### ACTIVITY
Once the pictures are removed, restate the data below word for word.

(Dataset records)
● ● ● ● ●

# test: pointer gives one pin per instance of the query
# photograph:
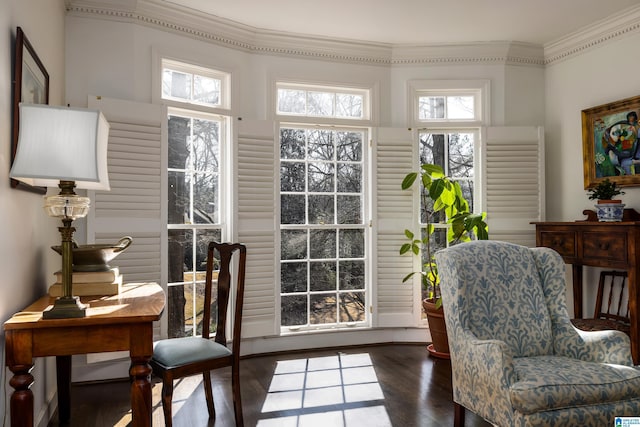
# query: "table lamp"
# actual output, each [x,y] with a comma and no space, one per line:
[66,148]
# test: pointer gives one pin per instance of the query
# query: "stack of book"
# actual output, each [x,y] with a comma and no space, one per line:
[85,283]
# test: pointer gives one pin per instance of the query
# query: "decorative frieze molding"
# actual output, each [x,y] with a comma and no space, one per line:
[614,27]
[191,23]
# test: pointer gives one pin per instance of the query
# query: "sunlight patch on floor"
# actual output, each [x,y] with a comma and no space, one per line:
[340,391]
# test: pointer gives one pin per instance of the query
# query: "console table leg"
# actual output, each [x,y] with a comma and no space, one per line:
[63,376]
[140,374]
[22,398]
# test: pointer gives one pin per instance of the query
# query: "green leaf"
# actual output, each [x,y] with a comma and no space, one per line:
[409,180]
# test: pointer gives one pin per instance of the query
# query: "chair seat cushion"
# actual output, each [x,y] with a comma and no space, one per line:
[554,382]
[181,351]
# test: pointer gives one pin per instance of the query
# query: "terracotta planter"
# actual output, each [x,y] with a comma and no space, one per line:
[435,316]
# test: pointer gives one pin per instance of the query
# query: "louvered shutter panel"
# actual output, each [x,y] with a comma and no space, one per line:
[394,212]
[513,187]
[256,219]
[133,206]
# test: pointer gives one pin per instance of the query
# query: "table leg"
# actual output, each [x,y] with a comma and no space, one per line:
[140,374]
[63,375]
[22,397]
[577,291]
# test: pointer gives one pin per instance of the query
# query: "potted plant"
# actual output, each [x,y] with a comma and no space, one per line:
[442,200]
[608,209]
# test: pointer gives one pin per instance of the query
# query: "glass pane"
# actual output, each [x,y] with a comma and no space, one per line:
[348,105]
[292,143]
[293,244]
[461,155]
[189,319]
[460,107]
[352,307]
[178,198]
[291,101]
[351,243]
[203,237]
[351,275]
[292,176]
[320,104]
[323,309]
[293,277]
[180,246]
[467,192]
[205,152]
[176,84]
[321,209]
[293,310]
[322,244]
[206,90]
[349,146]
[321,177]
[292,209]
[320,145]
[349,177]
[322,276]
[349,209]
[205,198]
[179,130]
[430,107]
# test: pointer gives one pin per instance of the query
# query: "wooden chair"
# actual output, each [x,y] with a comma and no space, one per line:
[176,358]
[612,305]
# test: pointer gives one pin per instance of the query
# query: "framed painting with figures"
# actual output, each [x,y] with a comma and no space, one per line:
[30,85]
[610,145]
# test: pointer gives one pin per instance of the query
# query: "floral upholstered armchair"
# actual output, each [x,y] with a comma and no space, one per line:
[516,359]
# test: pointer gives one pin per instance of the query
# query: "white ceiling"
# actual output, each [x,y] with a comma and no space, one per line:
[418,21]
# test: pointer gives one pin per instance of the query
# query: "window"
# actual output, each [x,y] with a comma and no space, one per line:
[449,115]
[327,102]
[323,236]
[196,170]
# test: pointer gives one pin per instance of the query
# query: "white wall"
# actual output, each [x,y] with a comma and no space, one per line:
[26,262]
[596,77]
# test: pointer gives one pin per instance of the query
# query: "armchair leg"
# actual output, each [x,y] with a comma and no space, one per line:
[167,395]
[458,415]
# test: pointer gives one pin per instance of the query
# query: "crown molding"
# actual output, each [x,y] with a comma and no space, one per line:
[617,26]
[187,22]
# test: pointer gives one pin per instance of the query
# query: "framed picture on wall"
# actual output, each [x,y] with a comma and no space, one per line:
[610,145]
[30,85]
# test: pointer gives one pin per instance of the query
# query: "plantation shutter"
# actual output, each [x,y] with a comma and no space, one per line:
[393,213]
[134,206]
[256,218]
[513,182]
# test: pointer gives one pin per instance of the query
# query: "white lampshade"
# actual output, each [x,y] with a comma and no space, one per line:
[61,144]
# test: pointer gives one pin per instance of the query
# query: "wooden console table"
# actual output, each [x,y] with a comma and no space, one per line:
[612,245]
[117,323]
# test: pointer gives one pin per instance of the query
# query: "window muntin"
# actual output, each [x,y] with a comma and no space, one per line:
[197,141]
[185,83]
[298,100]
[322,229]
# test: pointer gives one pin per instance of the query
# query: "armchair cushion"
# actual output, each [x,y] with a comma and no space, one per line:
[550,382]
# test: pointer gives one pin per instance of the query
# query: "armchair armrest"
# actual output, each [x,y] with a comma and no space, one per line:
[486,375]
[593,346]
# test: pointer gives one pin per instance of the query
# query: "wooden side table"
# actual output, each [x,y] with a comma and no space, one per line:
[611,245]
[116,323]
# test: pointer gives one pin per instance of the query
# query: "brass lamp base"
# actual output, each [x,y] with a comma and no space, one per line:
[66,307]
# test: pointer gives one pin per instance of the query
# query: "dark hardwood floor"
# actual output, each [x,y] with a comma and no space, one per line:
[382,385]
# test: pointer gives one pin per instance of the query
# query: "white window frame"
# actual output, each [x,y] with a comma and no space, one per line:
[480,90]
[364,124]
[221,112]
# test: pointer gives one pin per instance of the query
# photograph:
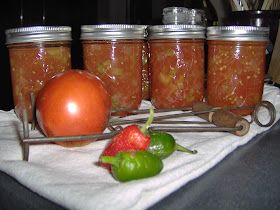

● ● ● ● ●

### EXERCISE RESULT
# test: pointer gives one pin per instance of the query
# photograph:
# query: "table lamp"
# actual output, each [x,y] with a comma and no space, one per line:
[66,148]
# test: pointer gives one pin per instance of the query
# query: "stack of book"
# actual output, each [x,y] with a comma and no space, one per line:
[85,283]
# test: pointer gives one pin per instance of the query
# query: "decorative frieze molding"
# actual output, each [x,y] with a comma and no space, one per line:
[614,27]
[191,23]
# test: pointer gives one pin per instance of the query
# query: "sunlight patch on floor"
# actual output, each [x,y] with a comma and no space, one per line:
[340,391]
# test: pointer gives one pin per instance of the query
# query: "console table leg"
# actual output, each [x,y] with a comma and no space, one per line:
[63,376]
[140,374]
[22,398]
# test: pointer gives one pin per instance of the query
# query: "green leaf"
# actual output, each [x,y] with a comma and no space, one per line:
[409,180]
# test: pointer gives one pin per instance of the query
# query: "chair seat cushion"
# actual output, each [x,y] with a comma and no space, one per line:
[554,382]
[181,351]
# test: pointer gives one pin per instance of the query
# query: "terracotta planter"
# actual output, each [x,y] with a comma and no space, one per line:
[435,316]
# test: pointer gives one pin per instance of the query
# query: "louvered shutter panel"
# actual output, each [x,y] with a comma and no space, one per line:
[394,212]
[513,187]
[256,219]
[133,206]
# test: pointer gives one pin per instance of the query
# query: "table leg"
# actual output, each [x,y] with a comma and no space, one per line:
[140,374]
[63,375]
[22,397]
[577,291]
# test: pointer gives one pin per instance of the query
# query: "potted plant"
# actual output, each [x,y] with a comma and no space, one per line:
[442,200]
[608,209]
# test: pointer gives one pin per instance of the query
# query: "glass pane"
# actual output, each [x,y] with a comma and no space, one per line:
[348,105]
[292,143]
[293,244]
[461,155]
[189,319]
[460,107]
[352,307]
[178,198]
[291,101]
[351,243]
[203,237]
[351,275]
[292,176]
[320,104]
[323,309]
[293,277]
[180,246]
[467,192]
[205,152]
[176,84]
[321,209]
[293,310]
[322,244]
[206,90]
[349,146]
[321,177]
[292,209]
[320,145]
[349,177]
[322,276]
[349,209]
[205,198]
[179,130]
[430,107]
# test: pointer gives one pin per instance of the query
# query: "wooden chair"
# actual output, each [x,y] with a comma and no space, one per line:
[176,358]
[612,305]
# test: pointer gives one pin per instance of the query
# query: "framed painting with figures"
# actual output, each [x,y] with a comma and no space, one per line:
[30,85]
[610,145]
# test: pointer gives one pin per instance of the query
# query: "floral upholstered armchair"
# actual output, each [x,y] with a comma and no space, one per line:
[516,359]
# test: pointer gives one pin per instance of the query
# query: "white ceiling"
# actual output, each [x,y] with a comma and no space, one per line:
[418,21]
# test: pointer gives one pin per instance of the query
# query: "window"
# actual output, each [x,y] with a comma and no space, one per line:
[449,115]
[327,102]
[323,236]
[196,170]
# test: pointer gives one pin per instance of the query
# query: "white wall"
# actual output, each [x,y] with a comma and no space, one per line:
[26,262]
[596,77]
# test: pointer gives one pin per instance of the query
# query: "armchair leg"
# actual output, each [x,y] with a comma and no space, one per line:
[167,395]
[458,415]
# test: pointer gives one pin per instance of the query
# query: "crown molding"
# actual output, each [x,y] with a comma and no space, one per line:
[617,26]
[187,22]
# test: pointer gives one pin per instance of the query
# query: "framed picture on wall"
# actual output, each [x,y] with a comma and no space, one per line:
[610,145]
[30,85]
# test: pointer gives one pin per instance of the query
# query: "plantation shutter"
# actual output, each [x,y] with a comma and no space, one per line:
[393,213]
[134,206]
[256,218]
[513,182]
# test: pointer gives one pin per instance of the query
# query: "white lampshade"
# actual output, each [x,y] with a comma and no space, one per line:
[61,144]
# test: pointer gives one pin per instance of the query
# query: "wooden console table"
# actual output, each [x,y] with a comma and no space, one per line:
[612,245]
[117,323]
# test: pointer gives one pin per instance of the query
# query: "window muntin"
# actual output, each [x,y] with a comma and no space, one per line:
[197,141]
[185,83]
[298,100]
[322,229]
# test: pointer gives one pin per instance of the query
# query: "armchair cushion"
# actual output, each [x,y] with a comma and no space, one per line:
[550,382]
# test: pointer gives one pin per instance of the query
# query: "armchair armrest"
# actual output, each [x,y] with a comma and no space, one per line:
[486,375]
[593,346]
# test: pointer gives one pin per instance of the query
# query: "wooden side table"
# actual output, each [x,y] with a comma and no space, one per line:
[611,245]
[116,323]
# test: pointer gives one pin per instance of the query
# query: "brass lamp base"
# actual output, each [x,y] with a comma and no space, one per line:
[66,307]
# test: pointer gives one pin per instance of the query
# query: "dark hardwood floor"
# actual output, each [x,y] with a comma and no space, one per line:
[382,385]
# test: pointer gives one pin per instance of the query
# query: "white window frame"
# actual output, each [x,y] with a comma and no space, one per line:
[480,90]
[364,124]
[221,112]
# test: pointer gives one pin per instance of the query
# photograph:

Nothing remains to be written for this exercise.